═════ RECORDS
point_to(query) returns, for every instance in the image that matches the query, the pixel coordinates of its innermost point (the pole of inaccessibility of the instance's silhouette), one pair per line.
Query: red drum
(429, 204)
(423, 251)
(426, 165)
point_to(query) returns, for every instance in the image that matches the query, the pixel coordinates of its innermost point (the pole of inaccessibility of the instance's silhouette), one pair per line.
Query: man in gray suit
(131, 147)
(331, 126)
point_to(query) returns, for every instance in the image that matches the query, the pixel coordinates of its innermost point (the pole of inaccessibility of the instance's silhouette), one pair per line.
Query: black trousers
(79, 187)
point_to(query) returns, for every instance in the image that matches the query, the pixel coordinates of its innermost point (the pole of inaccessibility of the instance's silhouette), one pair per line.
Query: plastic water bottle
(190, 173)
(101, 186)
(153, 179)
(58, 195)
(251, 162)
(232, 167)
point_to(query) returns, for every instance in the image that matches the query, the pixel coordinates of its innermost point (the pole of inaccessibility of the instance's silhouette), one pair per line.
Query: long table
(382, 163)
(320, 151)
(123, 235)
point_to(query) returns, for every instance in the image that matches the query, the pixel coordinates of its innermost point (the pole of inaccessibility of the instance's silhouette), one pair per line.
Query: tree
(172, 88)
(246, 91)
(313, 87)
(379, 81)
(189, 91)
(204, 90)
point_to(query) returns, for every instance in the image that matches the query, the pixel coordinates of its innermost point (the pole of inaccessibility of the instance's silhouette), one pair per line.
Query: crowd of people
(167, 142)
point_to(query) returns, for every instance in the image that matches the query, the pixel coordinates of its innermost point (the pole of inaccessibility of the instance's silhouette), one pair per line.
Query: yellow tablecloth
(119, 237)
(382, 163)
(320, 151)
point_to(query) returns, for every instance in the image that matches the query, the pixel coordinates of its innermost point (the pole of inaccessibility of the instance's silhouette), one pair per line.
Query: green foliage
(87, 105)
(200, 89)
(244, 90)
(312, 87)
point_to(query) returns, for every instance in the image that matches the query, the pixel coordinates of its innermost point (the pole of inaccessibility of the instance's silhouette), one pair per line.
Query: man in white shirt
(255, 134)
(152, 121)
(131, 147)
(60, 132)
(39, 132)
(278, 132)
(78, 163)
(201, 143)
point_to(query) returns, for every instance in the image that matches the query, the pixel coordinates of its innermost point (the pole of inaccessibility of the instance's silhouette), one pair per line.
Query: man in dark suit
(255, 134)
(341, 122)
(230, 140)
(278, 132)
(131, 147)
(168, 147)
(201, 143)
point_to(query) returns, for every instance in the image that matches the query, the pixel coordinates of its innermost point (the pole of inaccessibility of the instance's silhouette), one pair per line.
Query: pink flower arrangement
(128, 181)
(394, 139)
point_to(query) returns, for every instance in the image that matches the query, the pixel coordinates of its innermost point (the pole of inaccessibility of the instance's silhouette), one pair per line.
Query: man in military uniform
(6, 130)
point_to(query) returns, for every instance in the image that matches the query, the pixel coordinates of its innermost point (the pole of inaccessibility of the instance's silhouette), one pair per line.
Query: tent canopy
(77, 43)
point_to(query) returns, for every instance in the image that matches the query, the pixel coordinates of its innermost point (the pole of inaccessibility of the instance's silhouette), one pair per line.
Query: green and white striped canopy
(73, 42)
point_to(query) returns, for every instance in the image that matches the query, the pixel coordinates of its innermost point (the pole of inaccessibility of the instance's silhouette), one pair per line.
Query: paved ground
══════════
• OBJECTIVE
Exactly as shown above, return every record.

• FULL SOLUTION
point_to(query) returns, for every instance in the image that matches the query, the pixel coordinates of its innermost point (the pole of inaccessibility of the instance's silhouette), one pair per line.
Query: red drum
(429, 204)
(423, 251)
(426, 165)
point_to(query) returns, for every instance in the image that matches the query, the pixel coordinates of its innermost point (the pole of inaccessibility of the instance's silhouette), one pair per line.
Query: man in gray suit
(131, 147)
(331, 126)
point_to(query) returns, for every instance in the image that matches the query, the pixel coordinates of its innermost point (the pole of inaccessibility of the instance's silhouette), one pair per line.
Query: black trousers
(79, 187)
point_to(query) returns, for every instance in the image that matches the query, the pixel coordinates of its innermost point (the pole of inaccessibility of the instance's silhouette), one pair per line.
Query: plastic water bottle
(190, 173)
(101, 186)
(153, 179)
(58, 195)
(251, 162)
(232, 167)
point_to(query) returns, for every instance in the image that matches the query, the pixel coordinates of its innermost point (the pole of inaccessibility of the instance's silhouette), one pair per line.
Query: long table
(382, 163)
(320, 151)
(123, 235)
point_to(query) returns, for every instance in the image that matches the query, the pixel coordinates of its innermost point (the pole of inaccessibility of the instance's silhouette), one pair per line.
Query: tree
(172, 88)
(246, 91)
(313, 87)
(379, 81)
(189, 91)
(204, 90)
point_to(query) returns, for every instance in the image that matches the query, the pixel coordinates of its innermost point (the pole of inaccessibility of the instance's silhouette), one pair per line.
Query: crowd of people
(167, 142)
point_to(query) returns, for every instance in the image that matches the query, the pixel coordinates of its innermost point (the pole of inaccessibility of the instance's silhouette), one pair per line.
Query: yellow tablecloth
(119, 237)
(382, 163)
(320, 151)
point_to(query) returns, for every instance in the image that matches the query, the pixel coordinates of its innermost point (the pole of inaccessibility of the instance's silhouette), one pair per line.
Query: green foliage
(87, 105)
(200, 89)
(244, 90)
(312, 87)
point_to(query) returns, for every instance in the image that matches the query, the pixel coordinates of its innermost point (the pole of inaccessibility of the instance's silhouette), one pair per line.
Query: man in white shirt
(255, 134)
(152, 121)
(131, 147)
(60, 132)
(39, 132)
(278, 132)
(78, 163)
(201, 143)
point_to(query) returns, for every instance in the image that matches the query, the pixel coordinates of its innermost point (the pole of inaccessibility of the instance's silhouette), one pair per line.
Query: man in dark suit
(255, 134)
(341, 122)
(230, 140)
(278, 132)
(131, 147)
(168, 147)
(201, 143)
point_to(query) returns, for every instance in the image that matches the query, the pixel coordinates of its innermost point (the pole of inaccessibility of the instance's silhouette), one pair per line.
Query: pink flower arrangement
(128, 181)
(394, 139)
point_to(query) returns, for every instance in the image that matches the query, the pixel coordinates of its innermost point (the pole of inaccessibility of the instance's silhouette), one pair per line.
Query: man in military uniform
(6, 130)
point_to(query) returns, for every instance in the image that matches the query, the pixel coordinates of its innermost point (the pole of inaccessibility of the instance's silhouette), one pair per line.
Query: tent canopy
(77, 43)
point_to(query) returns, for every instance in the image that matches the query, the pixel coordinates of its innermost point (the pole of inaccessibility of the instance's silhouette), one pair per line.
Query: green and white striped canopy
(73, 42)
point_to(query) returns, for every instance in the image that matches the query, the pixel coordinates of its innermost point (the pole of inaccessibility of the instance's silhouette), one pair per line.
Query: paved ground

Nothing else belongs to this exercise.